Rows from a pointing dataset:

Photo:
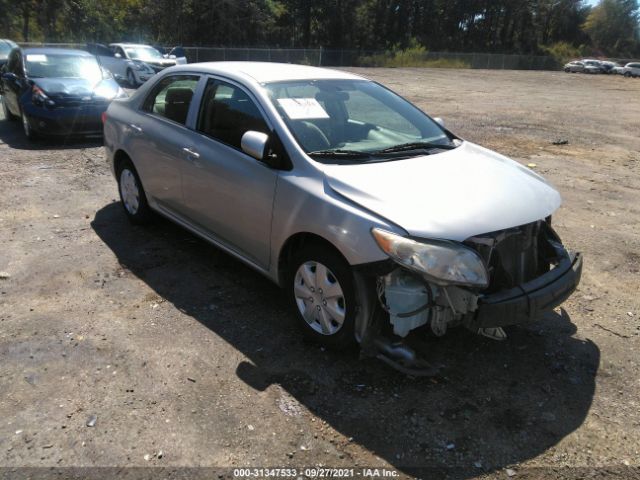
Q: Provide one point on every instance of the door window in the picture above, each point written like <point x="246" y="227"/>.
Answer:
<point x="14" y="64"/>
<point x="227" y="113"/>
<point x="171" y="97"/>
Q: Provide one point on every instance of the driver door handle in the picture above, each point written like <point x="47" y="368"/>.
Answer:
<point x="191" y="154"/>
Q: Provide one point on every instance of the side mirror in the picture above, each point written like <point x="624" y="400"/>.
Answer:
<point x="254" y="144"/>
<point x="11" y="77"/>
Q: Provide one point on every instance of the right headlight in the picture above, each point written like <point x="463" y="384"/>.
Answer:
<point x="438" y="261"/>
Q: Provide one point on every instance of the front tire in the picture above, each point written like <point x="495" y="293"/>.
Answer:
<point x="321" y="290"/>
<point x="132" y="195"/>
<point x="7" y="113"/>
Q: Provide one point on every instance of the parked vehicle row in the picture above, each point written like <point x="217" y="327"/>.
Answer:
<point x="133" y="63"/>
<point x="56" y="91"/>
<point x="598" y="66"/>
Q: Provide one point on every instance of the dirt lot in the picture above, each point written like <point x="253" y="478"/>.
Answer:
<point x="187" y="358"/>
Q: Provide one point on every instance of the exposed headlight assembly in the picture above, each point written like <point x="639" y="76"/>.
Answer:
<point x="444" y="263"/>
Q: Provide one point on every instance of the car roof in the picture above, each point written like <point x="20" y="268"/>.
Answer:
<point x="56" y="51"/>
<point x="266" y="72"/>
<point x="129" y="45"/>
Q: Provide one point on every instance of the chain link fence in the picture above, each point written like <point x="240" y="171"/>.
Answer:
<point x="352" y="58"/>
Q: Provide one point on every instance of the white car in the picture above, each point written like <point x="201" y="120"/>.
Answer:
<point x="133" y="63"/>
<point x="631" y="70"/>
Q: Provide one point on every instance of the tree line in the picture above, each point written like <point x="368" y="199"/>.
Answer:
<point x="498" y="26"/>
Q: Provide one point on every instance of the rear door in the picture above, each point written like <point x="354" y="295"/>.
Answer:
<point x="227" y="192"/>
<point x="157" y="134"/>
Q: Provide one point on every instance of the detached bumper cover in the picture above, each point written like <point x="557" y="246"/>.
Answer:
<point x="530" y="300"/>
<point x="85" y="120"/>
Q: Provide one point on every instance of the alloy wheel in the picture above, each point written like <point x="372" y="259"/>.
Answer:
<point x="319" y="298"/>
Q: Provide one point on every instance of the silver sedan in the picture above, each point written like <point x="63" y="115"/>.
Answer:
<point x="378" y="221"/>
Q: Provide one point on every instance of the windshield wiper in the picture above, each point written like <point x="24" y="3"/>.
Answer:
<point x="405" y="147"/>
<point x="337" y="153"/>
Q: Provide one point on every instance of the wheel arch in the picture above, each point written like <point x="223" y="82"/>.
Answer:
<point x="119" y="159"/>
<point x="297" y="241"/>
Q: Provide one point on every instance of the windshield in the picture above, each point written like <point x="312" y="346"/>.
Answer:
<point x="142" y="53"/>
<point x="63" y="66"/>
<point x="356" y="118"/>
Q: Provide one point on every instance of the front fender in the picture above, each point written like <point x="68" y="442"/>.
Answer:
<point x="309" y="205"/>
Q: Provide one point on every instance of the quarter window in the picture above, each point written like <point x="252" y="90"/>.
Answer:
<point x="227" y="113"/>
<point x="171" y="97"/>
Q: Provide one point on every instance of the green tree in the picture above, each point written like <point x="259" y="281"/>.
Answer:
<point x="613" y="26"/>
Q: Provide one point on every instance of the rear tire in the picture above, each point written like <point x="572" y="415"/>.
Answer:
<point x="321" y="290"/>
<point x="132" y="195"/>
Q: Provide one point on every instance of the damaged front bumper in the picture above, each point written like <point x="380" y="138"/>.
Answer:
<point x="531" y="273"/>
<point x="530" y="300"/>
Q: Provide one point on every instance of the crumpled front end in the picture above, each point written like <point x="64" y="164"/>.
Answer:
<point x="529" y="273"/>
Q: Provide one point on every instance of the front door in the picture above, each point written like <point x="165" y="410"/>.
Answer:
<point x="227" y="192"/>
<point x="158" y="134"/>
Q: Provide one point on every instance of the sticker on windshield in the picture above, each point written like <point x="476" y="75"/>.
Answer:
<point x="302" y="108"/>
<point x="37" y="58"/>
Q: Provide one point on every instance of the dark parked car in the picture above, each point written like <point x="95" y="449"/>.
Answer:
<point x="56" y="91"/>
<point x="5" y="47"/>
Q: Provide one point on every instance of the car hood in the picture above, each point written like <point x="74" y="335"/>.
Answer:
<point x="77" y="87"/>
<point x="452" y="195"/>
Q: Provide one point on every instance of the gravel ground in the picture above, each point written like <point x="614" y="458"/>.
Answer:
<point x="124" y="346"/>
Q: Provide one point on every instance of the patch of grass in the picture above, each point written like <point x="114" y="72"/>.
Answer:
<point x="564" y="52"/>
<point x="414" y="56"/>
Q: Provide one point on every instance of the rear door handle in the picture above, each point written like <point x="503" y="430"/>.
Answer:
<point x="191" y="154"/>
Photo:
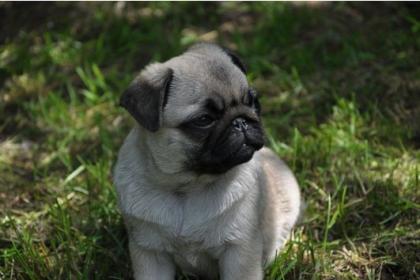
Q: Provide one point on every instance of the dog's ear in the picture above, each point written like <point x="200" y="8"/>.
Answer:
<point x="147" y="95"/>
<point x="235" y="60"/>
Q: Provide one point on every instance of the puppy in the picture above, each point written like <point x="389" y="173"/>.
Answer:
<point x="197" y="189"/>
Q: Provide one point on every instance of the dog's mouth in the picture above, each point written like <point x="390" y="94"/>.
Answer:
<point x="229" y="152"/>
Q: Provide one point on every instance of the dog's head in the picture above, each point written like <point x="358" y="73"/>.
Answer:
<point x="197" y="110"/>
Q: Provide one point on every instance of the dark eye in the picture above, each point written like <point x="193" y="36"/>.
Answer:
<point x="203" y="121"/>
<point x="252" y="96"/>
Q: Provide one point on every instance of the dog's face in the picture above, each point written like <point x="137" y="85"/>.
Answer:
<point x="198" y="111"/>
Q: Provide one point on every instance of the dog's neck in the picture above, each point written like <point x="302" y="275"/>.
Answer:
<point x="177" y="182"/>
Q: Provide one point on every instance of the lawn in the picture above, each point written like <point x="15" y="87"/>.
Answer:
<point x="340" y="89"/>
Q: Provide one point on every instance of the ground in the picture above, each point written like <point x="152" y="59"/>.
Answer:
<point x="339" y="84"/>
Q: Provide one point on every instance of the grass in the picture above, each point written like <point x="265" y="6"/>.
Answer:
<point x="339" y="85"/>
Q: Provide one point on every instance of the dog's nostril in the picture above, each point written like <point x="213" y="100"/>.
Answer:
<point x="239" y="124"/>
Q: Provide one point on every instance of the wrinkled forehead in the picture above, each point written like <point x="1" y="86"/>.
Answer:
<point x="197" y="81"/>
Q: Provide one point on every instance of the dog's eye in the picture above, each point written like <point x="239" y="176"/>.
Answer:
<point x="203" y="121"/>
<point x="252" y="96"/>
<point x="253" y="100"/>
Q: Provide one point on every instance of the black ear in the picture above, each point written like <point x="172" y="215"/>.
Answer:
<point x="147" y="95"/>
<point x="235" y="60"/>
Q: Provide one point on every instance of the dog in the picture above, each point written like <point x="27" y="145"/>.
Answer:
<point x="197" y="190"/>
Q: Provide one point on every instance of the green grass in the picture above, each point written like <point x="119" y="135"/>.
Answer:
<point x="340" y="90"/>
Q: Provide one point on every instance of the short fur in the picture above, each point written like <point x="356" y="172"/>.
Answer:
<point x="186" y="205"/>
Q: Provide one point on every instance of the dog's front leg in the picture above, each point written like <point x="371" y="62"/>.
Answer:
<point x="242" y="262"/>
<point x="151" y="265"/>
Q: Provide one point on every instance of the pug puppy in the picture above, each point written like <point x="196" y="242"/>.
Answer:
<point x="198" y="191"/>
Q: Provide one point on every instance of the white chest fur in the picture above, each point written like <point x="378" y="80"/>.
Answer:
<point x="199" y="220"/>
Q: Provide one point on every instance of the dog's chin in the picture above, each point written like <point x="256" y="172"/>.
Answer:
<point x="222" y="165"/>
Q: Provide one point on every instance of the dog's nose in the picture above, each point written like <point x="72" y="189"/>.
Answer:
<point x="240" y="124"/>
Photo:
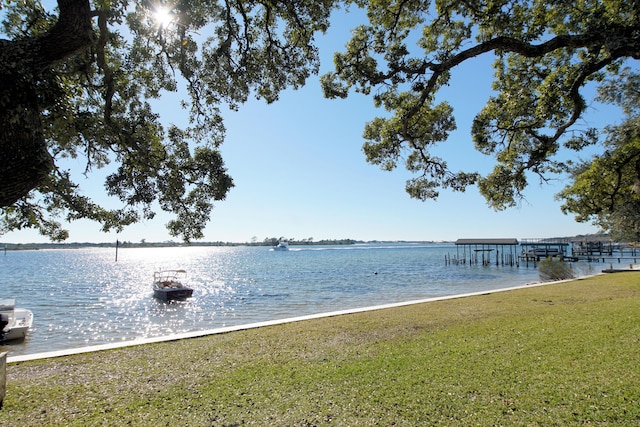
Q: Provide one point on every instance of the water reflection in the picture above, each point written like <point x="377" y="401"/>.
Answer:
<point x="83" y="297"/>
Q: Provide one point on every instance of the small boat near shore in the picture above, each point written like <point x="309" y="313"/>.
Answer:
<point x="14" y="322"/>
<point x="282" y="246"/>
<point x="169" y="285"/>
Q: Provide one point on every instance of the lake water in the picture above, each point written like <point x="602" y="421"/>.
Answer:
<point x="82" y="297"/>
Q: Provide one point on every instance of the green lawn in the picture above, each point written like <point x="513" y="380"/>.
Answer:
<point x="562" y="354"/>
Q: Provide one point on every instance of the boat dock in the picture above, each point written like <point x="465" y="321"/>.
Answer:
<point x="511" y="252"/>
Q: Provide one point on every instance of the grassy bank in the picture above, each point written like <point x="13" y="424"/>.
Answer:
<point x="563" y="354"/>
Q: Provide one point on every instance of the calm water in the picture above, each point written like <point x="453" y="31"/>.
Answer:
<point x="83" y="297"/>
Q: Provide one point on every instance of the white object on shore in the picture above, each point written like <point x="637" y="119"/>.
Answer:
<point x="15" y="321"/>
* * *
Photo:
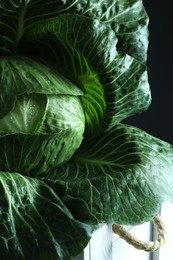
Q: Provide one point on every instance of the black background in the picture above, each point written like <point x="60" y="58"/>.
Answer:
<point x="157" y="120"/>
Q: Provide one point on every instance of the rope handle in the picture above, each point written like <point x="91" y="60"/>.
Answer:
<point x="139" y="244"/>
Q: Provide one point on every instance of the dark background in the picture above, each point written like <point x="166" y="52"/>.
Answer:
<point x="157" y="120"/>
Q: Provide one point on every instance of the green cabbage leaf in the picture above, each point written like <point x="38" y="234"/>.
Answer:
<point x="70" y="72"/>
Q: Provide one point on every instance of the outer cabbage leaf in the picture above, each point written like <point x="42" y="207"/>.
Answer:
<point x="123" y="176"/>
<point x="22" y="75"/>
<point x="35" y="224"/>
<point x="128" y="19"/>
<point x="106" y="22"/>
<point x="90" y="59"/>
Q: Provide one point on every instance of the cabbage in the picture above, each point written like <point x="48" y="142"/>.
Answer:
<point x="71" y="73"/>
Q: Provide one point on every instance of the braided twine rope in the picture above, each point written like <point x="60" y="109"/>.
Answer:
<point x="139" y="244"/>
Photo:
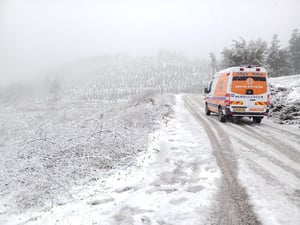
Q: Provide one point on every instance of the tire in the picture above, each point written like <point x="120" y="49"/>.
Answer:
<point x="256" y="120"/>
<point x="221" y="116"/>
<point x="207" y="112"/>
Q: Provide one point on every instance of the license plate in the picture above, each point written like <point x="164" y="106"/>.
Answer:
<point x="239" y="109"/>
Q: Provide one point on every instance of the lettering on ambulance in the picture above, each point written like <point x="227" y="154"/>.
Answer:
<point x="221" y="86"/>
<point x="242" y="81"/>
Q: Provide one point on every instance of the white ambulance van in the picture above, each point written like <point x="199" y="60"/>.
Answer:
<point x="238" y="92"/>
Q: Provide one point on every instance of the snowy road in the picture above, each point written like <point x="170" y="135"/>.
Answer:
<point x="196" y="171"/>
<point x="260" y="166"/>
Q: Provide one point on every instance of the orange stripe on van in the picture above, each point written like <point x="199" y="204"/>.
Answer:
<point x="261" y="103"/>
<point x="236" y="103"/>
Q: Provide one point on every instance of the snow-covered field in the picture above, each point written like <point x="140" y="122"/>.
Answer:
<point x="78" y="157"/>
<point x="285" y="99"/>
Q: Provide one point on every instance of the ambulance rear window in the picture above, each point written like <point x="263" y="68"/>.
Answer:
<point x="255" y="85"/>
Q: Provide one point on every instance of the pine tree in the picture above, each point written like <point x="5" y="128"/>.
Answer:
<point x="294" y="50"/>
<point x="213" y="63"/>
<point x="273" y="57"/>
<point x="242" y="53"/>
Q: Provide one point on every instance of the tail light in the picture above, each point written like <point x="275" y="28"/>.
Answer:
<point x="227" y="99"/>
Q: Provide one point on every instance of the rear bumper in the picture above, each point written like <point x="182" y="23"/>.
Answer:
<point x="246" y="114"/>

**GIVEN EXERCISE**
Pull out every line in the records above that contains the word "black", matching case exactly.

**FULL OUTPUT**
Q: Provide one point on every instance of the black ear in the picture above, each point written like <point x="172" y="215"/>.
Q: Provide one point on every instance of the black background in the picture above, each point written like <point x="60" y="58"/>.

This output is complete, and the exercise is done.